▶ [Fuente]
+ + + + + + +

Estos peligrosos años de invocación permanente a un ideario ambiguo y manipulado, subsumido bajo la etiqueta de “bolivariano”, han puesto de relieve que uno de los problemas esenciales de esta sociedad es el desconocimiento mutuo entre las diferentes clases sociales.
Este problema es un reto intelectual y político profundo. Seguir manteniendo encubierta esta problemática, en los actuales momentos, nos pone a todos —intelectuales e iletrados, aristócratas y populacho— en riesgo de ser arrasados por un huracán de violencia.
Por supuesto, en los años recientes, tal discurso ha sido producido y promovido con objetivos claros e innegables: el control del poder político, económico y social. Pero el hecho de que nos tiendan una trampa, no quiere decir que tenemos que pisarla: no estamos obligados a aceptar la noción falsa de que es imposible trascender los arbitrarios límites de la polarización actual.
El que alguien se asuma dueño de la sociedad no quiere decir que lo sea: tal propiedad sólo se la podemos otorgar nosotros, los ciudadanos.
Sin embargo, debemos detener esa miopía. No se puede aceptar lo que no es justo, sólo porque quien lo promueve sea circunstancialmente “poderoso”. La experiencia de estos años puede resultarnos productiva, si comenzamos por reconocer lo que potencialmente encierra de valioso. Negarse a esta comprensión, por el contrario, es admitir la violencia o la aventura como solución idónea.
Esta difusión del racismo social nos proporciona, si intentamos alcanzar la objetividad en el análisis, una oportunidad inmejorable de conocer nuestra propia identidad, de adquirir mejor conciencia de quiénes somos y hemos sido, y qué vivencias compartidas nos trajeron hasta aquí.
Por ello quiero enfatizar la gravedad del impacto que nuestros prejuicios respecto al país y su población, tienen sobre la definición de las conductas políticas que adoptamos.
Es preocupante que frente al discurso falsificador de quienes hoy tienen la responsabilidad del poder, discurso de descalificación, de adjetivar negativamente y generar odio hacia sectores específicos de la vida social, política y económica, la respuesta que se intenta, muchas veces expresada por periodistas y generadores de opinión tiene un contenido similar, del cual se diferencia sólo por la dirección de la descalificación.

+ + + + + + +

▶ [Problemas y tareas]
a. Responda con base en la fuente:
(i) ¿Bajo qué etiqueta se subsume el ideario ambiguo y manipulado?
(ii) ¿Con qué objetivos se ha producido y promovido ese discurso en los años recientes?
(iii) ¿Quiénes pueden otorgar la propiedad de la sociedad?
b. Transcriba sin cambios todo lo que en la fuente va desde "Esta difusión del" hasta "de la descalificación.", ambos incluidos.
Los datos provienen de una fuente distinta.

▶ [Datos proporcionados]
+ + + + + + +

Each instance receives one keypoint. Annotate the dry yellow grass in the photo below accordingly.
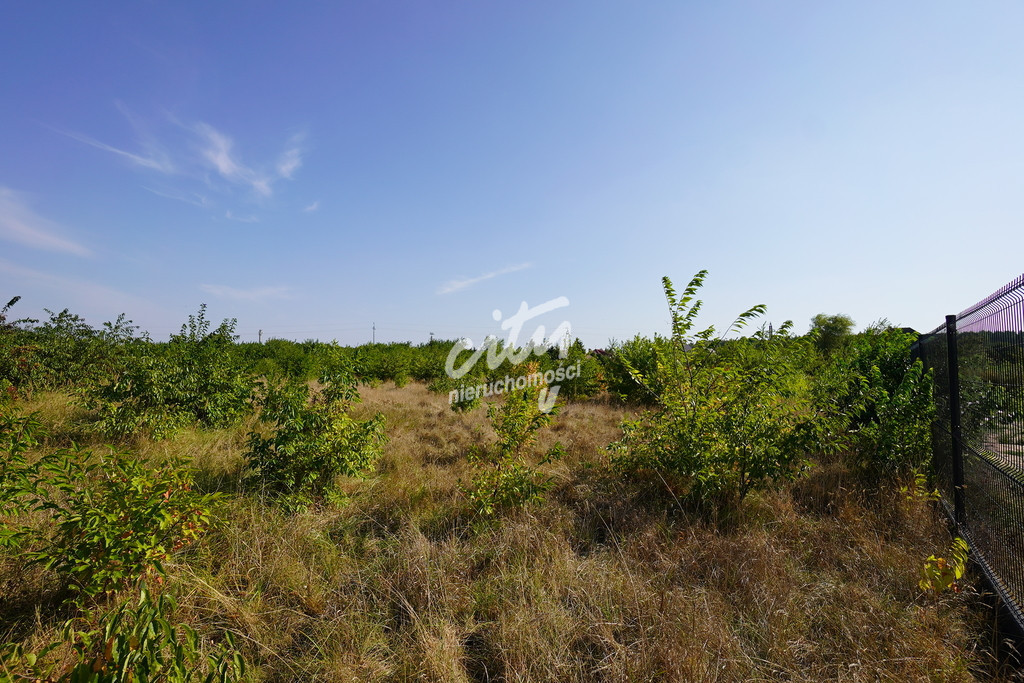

+ + + + + + +

▶ [Resultados esperados]
a.
(i) Bajo la etiqueta de "bolivariano".
(ii) Con el objetivo del control del poder político, económico y social.
(iii) Solo nosotros, los ciudadanos.

b.
Esta difusión del racismo social nos proporciona, si intentamos alcanzar la objetividad en el análisis, una oportunidad inmejorable de conocer nuestra propia identidad, de adquirir mejor conciencia de quiénes somos y hemos sido, y qué vivencias compartidas nos trajeron hasta aquí.
Por ello quiero enfatizar la gravedad del impacto que nuestros prejuicios respecto al país y su población, tienen sobre la definición de las conductas políticas que adoptamos.
Es preocupante que frente al discurso falsificador de quienes hoy tienen la responsabilidad del poder, discurso de descalificación, de adjetivar negativamente y generar odio hacia sectores específicos de la vida social, política y económica, la respuesta que se intenta, muchas veces expresada por periodistas y generadores de opinión tiene un contenido similar, del cual se diferencia sólo por la dirección de la descalificación.